### Problem requirements
Where does the word "wooden" show up in the records? Copy every line that holds it.

(Stored items)
· · · · ·
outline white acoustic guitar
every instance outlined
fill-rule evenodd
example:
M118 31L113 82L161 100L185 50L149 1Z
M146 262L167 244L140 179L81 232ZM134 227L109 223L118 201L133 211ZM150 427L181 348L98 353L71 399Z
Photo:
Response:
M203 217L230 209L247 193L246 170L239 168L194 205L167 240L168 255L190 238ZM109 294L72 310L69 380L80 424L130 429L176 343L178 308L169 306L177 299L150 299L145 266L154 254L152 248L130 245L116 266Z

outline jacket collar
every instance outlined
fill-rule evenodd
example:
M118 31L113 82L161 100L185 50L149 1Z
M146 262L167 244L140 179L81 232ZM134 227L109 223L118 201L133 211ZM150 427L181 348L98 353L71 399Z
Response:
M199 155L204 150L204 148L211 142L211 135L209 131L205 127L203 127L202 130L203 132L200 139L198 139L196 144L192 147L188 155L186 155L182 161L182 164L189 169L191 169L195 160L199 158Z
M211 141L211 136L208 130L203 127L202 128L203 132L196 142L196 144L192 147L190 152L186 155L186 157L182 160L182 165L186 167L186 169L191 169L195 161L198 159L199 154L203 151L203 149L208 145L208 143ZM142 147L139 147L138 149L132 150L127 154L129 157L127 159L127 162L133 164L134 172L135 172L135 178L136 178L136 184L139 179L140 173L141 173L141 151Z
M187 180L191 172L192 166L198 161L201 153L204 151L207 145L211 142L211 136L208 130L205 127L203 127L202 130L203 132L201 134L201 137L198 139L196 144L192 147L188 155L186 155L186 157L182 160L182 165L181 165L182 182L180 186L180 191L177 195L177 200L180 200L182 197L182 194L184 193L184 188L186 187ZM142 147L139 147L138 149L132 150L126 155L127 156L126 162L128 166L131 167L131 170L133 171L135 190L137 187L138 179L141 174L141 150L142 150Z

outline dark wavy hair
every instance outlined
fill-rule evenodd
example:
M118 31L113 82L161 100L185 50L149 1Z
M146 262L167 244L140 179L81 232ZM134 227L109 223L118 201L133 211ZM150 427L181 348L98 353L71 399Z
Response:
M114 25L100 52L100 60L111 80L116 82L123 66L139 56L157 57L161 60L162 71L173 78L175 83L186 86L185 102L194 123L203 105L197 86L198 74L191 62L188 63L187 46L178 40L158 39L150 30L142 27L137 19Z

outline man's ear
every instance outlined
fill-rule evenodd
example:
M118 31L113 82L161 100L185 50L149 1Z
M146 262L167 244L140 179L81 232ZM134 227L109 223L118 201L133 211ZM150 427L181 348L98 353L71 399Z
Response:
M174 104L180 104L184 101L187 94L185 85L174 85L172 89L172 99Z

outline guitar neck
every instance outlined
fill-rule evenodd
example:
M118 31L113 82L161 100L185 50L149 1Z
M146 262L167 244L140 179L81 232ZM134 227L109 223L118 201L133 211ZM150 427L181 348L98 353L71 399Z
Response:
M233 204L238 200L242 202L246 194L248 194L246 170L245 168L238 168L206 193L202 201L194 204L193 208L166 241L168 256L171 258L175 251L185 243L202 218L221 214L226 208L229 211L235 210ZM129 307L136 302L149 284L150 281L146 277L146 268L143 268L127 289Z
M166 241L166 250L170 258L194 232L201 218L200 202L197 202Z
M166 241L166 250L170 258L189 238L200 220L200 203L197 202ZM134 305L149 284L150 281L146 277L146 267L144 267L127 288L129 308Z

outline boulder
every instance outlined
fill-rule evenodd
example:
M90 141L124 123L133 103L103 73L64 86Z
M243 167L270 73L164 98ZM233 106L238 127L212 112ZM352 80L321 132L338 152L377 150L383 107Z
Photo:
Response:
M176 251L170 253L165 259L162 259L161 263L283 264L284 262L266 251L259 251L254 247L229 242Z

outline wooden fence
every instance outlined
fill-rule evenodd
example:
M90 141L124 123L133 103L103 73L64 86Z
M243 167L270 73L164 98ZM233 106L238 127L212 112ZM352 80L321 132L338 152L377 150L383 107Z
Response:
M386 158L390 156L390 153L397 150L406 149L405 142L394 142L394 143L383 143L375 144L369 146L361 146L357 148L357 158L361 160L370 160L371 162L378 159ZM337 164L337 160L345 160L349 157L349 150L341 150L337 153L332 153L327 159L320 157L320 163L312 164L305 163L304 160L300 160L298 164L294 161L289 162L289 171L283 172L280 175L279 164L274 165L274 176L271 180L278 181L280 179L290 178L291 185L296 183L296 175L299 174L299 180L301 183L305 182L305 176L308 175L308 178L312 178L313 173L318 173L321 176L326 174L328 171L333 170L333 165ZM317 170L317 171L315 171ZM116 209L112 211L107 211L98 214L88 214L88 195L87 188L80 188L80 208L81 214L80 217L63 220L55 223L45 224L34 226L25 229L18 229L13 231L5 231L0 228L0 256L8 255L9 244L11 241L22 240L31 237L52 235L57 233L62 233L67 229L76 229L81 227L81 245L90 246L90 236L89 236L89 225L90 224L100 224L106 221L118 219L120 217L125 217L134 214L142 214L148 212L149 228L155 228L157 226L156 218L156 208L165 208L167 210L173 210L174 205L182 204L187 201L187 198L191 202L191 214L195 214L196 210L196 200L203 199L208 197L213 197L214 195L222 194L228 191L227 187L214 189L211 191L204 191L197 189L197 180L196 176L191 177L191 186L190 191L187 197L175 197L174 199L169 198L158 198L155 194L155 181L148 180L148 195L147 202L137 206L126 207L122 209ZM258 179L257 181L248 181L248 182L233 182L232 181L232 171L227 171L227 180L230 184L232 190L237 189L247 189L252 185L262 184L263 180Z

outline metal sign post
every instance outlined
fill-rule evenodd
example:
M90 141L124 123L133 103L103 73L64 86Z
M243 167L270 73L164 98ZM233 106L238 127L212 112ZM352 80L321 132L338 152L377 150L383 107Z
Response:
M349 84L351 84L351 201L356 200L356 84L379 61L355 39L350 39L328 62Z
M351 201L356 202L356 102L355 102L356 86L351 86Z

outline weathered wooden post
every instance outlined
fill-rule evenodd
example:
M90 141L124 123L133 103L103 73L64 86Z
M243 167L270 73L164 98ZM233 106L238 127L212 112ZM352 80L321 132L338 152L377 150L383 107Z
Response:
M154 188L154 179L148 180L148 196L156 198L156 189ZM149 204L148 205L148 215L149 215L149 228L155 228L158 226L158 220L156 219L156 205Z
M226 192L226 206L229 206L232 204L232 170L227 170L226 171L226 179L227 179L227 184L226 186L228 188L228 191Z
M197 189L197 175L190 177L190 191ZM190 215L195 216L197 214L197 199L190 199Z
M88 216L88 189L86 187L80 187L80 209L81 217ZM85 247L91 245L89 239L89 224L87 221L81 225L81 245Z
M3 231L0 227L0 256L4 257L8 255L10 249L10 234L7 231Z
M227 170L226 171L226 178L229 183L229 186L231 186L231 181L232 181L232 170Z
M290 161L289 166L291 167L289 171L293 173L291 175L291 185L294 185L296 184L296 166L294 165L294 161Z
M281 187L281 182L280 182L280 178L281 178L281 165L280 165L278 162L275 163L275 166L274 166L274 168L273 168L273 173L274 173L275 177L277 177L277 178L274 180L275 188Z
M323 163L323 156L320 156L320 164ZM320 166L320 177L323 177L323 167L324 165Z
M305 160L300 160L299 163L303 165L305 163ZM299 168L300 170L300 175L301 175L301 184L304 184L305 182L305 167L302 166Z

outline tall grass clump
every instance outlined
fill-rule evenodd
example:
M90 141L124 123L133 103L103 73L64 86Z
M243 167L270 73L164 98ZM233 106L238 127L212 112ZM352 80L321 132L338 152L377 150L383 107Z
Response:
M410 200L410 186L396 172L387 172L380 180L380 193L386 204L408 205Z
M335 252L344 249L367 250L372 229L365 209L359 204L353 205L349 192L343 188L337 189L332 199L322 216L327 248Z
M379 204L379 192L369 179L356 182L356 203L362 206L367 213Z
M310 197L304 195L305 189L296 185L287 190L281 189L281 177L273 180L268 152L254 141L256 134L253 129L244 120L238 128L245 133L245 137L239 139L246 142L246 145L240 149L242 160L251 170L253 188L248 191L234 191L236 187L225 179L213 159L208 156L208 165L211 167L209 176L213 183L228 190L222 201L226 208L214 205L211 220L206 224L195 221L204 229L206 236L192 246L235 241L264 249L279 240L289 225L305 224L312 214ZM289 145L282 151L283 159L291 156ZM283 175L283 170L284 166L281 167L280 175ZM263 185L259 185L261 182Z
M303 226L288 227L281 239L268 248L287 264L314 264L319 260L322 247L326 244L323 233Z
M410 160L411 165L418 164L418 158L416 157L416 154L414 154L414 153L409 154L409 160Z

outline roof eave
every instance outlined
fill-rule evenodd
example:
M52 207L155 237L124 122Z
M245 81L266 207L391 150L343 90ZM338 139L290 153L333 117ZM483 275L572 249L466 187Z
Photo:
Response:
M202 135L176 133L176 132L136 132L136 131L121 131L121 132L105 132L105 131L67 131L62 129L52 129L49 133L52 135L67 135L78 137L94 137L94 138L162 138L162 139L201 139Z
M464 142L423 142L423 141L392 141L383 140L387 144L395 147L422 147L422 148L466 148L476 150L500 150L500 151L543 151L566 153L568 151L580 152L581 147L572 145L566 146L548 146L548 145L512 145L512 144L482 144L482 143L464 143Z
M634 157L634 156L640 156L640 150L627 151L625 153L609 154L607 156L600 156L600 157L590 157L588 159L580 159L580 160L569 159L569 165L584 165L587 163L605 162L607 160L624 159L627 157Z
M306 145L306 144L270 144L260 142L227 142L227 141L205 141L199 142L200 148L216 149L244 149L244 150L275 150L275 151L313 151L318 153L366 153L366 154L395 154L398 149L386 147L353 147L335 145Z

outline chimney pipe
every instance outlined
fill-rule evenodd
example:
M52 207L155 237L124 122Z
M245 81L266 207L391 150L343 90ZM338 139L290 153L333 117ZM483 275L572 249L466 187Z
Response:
· · · · ·
### Solution to this exercise
outline wooden fence
outline weathered wooden post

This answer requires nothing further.